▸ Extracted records

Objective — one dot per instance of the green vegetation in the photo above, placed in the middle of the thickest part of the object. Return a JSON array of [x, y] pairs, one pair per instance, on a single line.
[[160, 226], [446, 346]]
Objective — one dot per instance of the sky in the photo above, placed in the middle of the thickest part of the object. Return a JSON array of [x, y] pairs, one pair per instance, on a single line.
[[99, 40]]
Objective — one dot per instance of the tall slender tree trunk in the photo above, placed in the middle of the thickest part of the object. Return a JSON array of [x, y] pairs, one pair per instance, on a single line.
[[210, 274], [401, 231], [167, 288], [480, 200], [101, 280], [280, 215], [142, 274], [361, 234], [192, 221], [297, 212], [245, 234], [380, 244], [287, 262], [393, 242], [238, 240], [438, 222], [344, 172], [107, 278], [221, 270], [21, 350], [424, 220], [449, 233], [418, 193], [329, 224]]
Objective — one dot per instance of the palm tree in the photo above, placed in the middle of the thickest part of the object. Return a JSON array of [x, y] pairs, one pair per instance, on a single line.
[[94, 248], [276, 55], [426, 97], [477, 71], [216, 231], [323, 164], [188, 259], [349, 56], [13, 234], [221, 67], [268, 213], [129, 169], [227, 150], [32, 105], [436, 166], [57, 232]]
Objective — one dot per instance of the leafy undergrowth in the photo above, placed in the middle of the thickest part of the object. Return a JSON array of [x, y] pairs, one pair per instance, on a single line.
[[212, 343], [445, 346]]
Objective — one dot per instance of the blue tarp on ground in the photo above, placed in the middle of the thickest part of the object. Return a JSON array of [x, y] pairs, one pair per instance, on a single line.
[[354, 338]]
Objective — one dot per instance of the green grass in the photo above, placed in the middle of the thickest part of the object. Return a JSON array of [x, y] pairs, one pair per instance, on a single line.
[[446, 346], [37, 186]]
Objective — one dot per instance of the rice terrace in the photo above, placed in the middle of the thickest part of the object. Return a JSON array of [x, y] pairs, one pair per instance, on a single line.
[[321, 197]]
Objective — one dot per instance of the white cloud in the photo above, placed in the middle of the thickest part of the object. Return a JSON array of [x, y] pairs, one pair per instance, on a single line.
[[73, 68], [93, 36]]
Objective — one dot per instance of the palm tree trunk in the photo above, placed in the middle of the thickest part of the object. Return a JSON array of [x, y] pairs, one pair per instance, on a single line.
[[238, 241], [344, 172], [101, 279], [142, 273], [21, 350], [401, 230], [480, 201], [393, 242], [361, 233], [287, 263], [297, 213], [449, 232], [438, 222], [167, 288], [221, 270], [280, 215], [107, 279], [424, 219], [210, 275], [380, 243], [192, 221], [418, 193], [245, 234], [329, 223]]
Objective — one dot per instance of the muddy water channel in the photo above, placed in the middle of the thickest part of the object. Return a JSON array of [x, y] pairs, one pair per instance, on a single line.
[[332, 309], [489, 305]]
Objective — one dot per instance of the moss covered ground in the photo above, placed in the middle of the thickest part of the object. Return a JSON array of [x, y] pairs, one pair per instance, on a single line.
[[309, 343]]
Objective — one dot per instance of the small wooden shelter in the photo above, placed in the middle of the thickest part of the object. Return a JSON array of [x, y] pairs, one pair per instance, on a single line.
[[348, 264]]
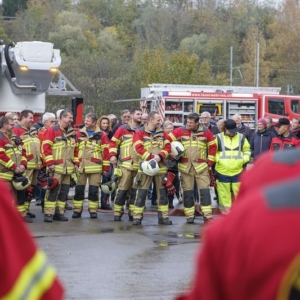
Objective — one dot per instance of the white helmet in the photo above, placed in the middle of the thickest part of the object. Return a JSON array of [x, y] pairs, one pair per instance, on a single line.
[[109, 186], [177, 149], [150, 167]]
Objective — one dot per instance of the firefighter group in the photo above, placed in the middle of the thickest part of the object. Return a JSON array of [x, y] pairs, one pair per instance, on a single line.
[[125, 160]]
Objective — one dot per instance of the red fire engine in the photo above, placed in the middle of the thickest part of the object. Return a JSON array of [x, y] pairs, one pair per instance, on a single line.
[[175, 102], [28, 69]]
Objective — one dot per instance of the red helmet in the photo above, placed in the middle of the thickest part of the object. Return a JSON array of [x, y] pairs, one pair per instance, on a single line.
[[47, 182]]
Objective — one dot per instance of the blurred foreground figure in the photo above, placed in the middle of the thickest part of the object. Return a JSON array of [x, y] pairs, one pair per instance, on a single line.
[[24, 271], [254, 252]]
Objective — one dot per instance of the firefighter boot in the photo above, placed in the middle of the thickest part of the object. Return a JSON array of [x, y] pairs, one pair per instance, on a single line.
[[131, 203], [76, 215], [189, 205], [205, 202], [59, 211], [163, 221], [138, 208], [60, 217], [48, 218], [137, 222], [27, 219], [105, 203], [119, 203]]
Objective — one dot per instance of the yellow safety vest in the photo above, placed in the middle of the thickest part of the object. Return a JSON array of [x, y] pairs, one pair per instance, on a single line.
[[232, 154]]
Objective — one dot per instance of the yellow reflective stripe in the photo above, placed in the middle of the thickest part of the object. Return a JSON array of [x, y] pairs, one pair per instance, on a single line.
[[47, 142], [137, 143], [200, 167], [211, 142], [182, 167], [163, 208], [113, 150], [165, 152], [7, 176], [93, 204], [145, 155], [172, 137], [138, 210], [211, 157], [34, 280], [189, 211]]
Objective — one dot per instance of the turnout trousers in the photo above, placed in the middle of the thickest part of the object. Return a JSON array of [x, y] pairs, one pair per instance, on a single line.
[[226, 186], [32, 175], [58, 195], [20, 199], [94, 180], [202, 180], [126, 187], [144, 181]]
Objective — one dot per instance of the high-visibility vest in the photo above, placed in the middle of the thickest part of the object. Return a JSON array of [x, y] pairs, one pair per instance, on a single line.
[[60, 148], [232, 154], [123, 138], [31, 143], [199, 145], [11, 155], [93, 151], [146, 144]]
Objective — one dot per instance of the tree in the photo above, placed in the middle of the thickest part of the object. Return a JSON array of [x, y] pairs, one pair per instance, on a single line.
[[12, 7]]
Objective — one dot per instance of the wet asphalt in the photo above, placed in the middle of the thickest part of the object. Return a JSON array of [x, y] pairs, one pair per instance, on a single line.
[[103, 259]]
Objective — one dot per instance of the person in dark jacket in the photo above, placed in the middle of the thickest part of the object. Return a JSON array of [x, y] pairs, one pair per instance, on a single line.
[[285, 139], [295, 128], [125, 118], [242, 128], [270, 125], [206, 121], [261, 139]]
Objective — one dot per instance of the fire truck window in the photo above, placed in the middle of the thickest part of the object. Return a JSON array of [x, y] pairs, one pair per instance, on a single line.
[[295, 106], [276, 106]]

▸ WORK ORDER
Word for word, give the data above again, without any images.

▸ FINAL ANSWER
Objective — one dot per instance of the green vegetation in the photo above, placed in the middle of the thickest part of the object. Return a JSON array of [x, y] pairs, one pair per instance, on a single line.
[[160, 226], [446, 346]]
Objective — one dot per instance of the sky in the photo above, placed in the middle of the thickest part of the object. Return a JSON array of [x, y] pairs, one pair per instance, on a single line.
[[99, 40]]
Objective — one dot per instance of the tall slender tree trunk in the photo above, placed in the middle of the thickest part of the object. Return a JSON array of [x, y] pairs, one pair per instance, on a single line.
[[210, 274], [401, 231], [167, 288], [480, 200], [101, 280], [280, 215], [142, 274], [361, 234], [192, 221], [297, 212], [245, 234], [380, 244], [287, 262], [393, 242], [238, 240], [438, 222], [344, 172], [107, 278], [221, 270], [21, 350], [424, 220], [449, 233], [418, 193], [329, 224]]
Objective — one dot per instance of the palm tree in the photo above, placed in the middle of the thickest part of the object. Return a JSON array of [x, y] pairs, one pair per instance, on a single line.
[[94, 248], [276, 55], [426, 97], [477, 71], [216, 231], [323, 164], [188, 259], [349, 56], [13, 234], [221, 67], [268, 213], [129, 169], [227, 150], [32, 105], [436, 166], [57, 232]]
Objective — one dot per instance of the leafy undergrowth in the photo above, placed in the middle of the thickest part of the object. Return a JSON array of [x, y] pairs, one pair per instance, on a single line.
[[212, 343], [445, 346]]
Objective — one dot per instance of the blue tarp on ground in the photo above, placed in the middle of the thickest part of the object. Return a JSON array of [x, y] pairs, one pair per instance, on a single line.
[[354, 338]]
Objective — one dot per instance of the green grass in the photo above, placed in the middle of the thickest part of the object. Return a JSON array of [x, y] pairs, one pair per instance, on a single line.
[[446, 346], [37, 186]]
Objective — one dot per instance of the rice terrace in the photo above, placed in the middle of the thickest part of the object. Return a JSON array of [x, y] pairs, one pair per instance, on a single line.
[[321, 197]]
Objective — one dot per instance of the white cloud in the photo above, placed in the middle of the thickest part of the object. Return a JSON array of [x, y] pairs, one pair per instance, on a single line.
[[73, 68], [93, 36]]
Objective — one dot per instance of the palm tree trunk in the photo above, placed in the middle of the thickest part of the object. Return a JSON array of [x, y] pairs, one pair per instance, on a single line.
[[238, 241], [344, 172], [101, 279], [142, 273], [21, 350], [401, 230], [480, 201], [393, 242], [361, 233], [287, 263], [297, 213], [449, 232], [438, 222], [167, 288], [221, 270], [280, 215], [107, 279], [424, 219], [210, 275], [380, 243], [192, 221], [418, 193], [245, 234], [329, 223]]
Objective — one dot per instance of the muddy water channel in the photo above, placed in the middle of the thickest part of the object. Return a JSON array of [x, y] pairs, one pair per instance, on a single line.
[[332, 309], [489, 305]]
Objective — one dot per instance of the moss covered ground in the photo above, placed in the middle of the thickest part of the object. Return a JSON array of [x, y] pairs, one pair per instance, on a single line.
[[309, 343]]
Objective — one dot per instance of the small wooden shelter in the photo above, placed in the middle of the thickest part of the object. Return a JSON array of [x, y] pairs, one pair per instance, on a single line.
[[348, 264]]
Objective — one dot per instance of the white helmet in the photo above, placed in the middle of the thickest part of the object. Return a JSON array of [x, y] pairs, one pair per instance, on a single line.
[[109, 186], [177, 149], [150, 167]]
Objective — one dot per instance of the firefighter group in the photo above, placed in the middle of the thickest part of the object. Return a JSON array of [x, y] pairs, one pair per instance, on a single line.
[[125, 160]]
Objective — one dot per instance of the red fire engine in the photo above, placed in the middle of the thickest part of the object. Return a JSON array of [x, y] pairs, one pair per instance, on a single line.
[[175, 102], [28, 69]]
Objective — one dot per instance of the red helmet in the photo above, placed in the middle of the thickest part of the object. Return a JSON array of [x, y] pairs, one pair per instance, on a single line.
[[47, 182]]
Objective — one dot per instance of the blurred foreground figure in the photo above, placed in the middle of the thickest part of the object. Return a JSON array of [x, y] pairs, one pair per instance, on a single line.
[[24, 271], [254, 252]]
Objective — one dot per instance of the firefighter boot in the photo above, placed in the middle of the thickest part of the object. Return a JSON array of [x, y] pairs, one pair per instance, on a single line.
[[131, 203], [76, 215], [189, 205], [205, 202], [59, 211], [163, 221], [138, 208], [60, 217], [48, 218], [137, 222], [27, 219], [105, 203], [119, 203]]
Objective — one dot per instance of the yellow safety vest in the photo above, placed in the middle of the thickest part of the object. Return a JSON array of [x, y] pairs, one pair per instance, on a single line.
[[232, 154]]
Objective — one dot per instance of the yellow reflective stripe in the photo above, placed in the middle of the thickest part of the object. Return a JSON array of [x, y] pairs, one pair per instance, on a single line.
[[47, 142], [137, 143], [200, 167], [211, 142], [182, 167], [163, 208], [113, 150], [165, 152], [7, 176], [93, 204], [145, 155], [172, 137], [138, 210], [211, 157], [34, 280], [189, 211]]
Objective — one dot per instance of the turnout trousers in the photo above, placed in the middle of the thickest part of the object. Return a JSON array of [x, y] pairs, one pair per instance, on a single line.
[[226, 186], [32, 175], [58, 195], [20, 199], [94, 180], [202, 180], [126, 187], [144, 181]]
Objective — one dot per instance of the high-visibility vest in the photo above, placed in the middle of the thickest part of the object. Return a JSON array of [x, y] pairs, one pair per instance, on a single line.
[[60, 148], [232, 154], [123, 138], [31, 143], [199, 145], [11, 155], [93, 151], [146, 144]]
Objective — one dot per instance of the tree in the photo above, placed in the middle of the thickest part of the object. Return a JSON array of [x, y] pairs, one pair per instance, on a single line.
[[12, 7]]
Objective — one dot per instance of the wet asphalt in the photo above, placed in the middle of the thickest part of the object. Return a JSON array of [x, y] pairs, one pair per instance, on a single line.
[[103, 259]]
Objective — one dot per instance of the person in dark jacket in the photo above, placed in the middle of the thickest part of the object. Return a JSON array of [x, y] pairs, one pair per instance, on a single line.
[[285, 139], [295, 128], [125, 118], [242, 128], [270, 125], [206, 121], [261, 139]]
Objective — one dot per instance of the fire truck window in the photo above, placed in the middle of the thickest part of the object. Return a JSON array of [x, y] pairs, one pair per instance, on a single line.
[[295, 106], [276, 106]]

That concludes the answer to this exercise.